[Entries taken from a collection]
——
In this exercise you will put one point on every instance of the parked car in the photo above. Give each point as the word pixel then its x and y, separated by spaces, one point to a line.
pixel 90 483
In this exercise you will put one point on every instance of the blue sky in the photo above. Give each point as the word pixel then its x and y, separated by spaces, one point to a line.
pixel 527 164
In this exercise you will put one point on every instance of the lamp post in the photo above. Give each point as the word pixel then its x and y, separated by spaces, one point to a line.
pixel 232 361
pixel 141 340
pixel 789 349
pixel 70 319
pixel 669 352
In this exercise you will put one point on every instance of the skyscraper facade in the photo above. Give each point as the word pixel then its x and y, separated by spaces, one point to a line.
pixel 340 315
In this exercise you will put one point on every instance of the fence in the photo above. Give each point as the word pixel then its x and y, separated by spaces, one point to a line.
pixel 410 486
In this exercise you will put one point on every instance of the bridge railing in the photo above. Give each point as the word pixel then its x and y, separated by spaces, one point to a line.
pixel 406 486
——
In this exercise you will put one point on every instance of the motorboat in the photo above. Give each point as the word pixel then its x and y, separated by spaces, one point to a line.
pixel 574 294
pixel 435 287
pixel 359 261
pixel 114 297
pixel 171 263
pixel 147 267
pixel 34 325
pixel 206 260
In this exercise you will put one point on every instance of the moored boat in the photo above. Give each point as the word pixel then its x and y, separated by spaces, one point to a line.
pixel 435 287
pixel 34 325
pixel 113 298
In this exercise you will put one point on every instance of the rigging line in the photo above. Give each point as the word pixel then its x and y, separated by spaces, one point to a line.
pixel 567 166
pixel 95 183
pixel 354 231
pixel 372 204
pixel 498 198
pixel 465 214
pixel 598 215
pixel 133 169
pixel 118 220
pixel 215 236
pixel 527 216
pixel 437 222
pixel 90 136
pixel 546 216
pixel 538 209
——
EXERCISE TASK ->
Rescale the part that opens with the line containing "of the fence" and closes with the line containing "pixel 406 486", both included, by reproducing every row in it, requests as well. Multiply each point coordinate in the answers by 0.2 and round to a whole number, with halves rounded up.

ANSWER TO THIS PROBLEM ->
In this exercise you will put one point on every instance of the fence in the photo above. Give each point as the word pixel then its x and y, separated by spaces, one point to a line.
pixel 82 97
In this exercise you will put one point on every instance of the bridge railing in the photo above. Give each point as the word pixel then its x and y, separated by spaces, one point to a line.
pixel 81 97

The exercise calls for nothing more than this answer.